▶ [Instructions to follow]
Reproduce only the lines of the material below, starting with the line that contains "the glass door" and going on through the end of the material, requests included. Multiply every coordinate in the answers by 2.2 and round each result to a whole number, with halves rounded up.

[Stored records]
^^^^^^^^^^^^^^^^

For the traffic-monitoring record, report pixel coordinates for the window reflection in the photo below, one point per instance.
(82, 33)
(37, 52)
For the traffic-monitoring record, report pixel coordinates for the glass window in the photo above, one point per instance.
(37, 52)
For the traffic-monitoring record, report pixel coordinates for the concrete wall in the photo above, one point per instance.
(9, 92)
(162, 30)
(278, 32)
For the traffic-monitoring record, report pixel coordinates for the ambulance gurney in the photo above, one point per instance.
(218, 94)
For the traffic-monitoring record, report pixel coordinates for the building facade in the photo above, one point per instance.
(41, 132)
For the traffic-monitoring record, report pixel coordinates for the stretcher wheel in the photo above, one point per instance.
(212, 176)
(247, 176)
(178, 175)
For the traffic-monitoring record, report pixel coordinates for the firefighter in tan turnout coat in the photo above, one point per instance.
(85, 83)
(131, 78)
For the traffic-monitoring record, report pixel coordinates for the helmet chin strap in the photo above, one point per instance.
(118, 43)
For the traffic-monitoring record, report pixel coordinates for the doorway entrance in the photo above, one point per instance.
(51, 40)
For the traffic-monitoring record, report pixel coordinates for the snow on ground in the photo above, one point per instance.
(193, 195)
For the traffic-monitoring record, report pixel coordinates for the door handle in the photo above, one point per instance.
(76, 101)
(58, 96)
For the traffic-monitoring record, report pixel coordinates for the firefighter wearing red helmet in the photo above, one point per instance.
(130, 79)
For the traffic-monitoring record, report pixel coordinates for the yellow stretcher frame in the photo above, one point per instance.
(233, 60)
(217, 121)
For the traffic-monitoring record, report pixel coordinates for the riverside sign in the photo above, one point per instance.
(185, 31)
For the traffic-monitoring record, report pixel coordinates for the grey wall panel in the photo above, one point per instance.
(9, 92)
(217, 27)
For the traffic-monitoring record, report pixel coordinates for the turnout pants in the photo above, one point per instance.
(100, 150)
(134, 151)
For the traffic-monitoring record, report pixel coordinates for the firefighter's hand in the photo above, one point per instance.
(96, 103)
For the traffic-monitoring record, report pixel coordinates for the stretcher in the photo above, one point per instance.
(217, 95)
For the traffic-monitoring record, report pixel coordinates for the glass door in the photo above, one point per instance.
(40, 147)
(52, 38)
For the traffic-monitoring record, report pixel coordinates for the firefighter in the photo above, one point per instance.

^^^^^^^^^^^^^^^^

▶ [Completed exercise]
For the traffic-monitoring record, report pixel coordinates for the glass door in the photo above, one point per instance.
(88, 323)
(114, 84)
For the traffic-monitoring record, report pixel coordinates for the firefighter in the photo above, one point per instance.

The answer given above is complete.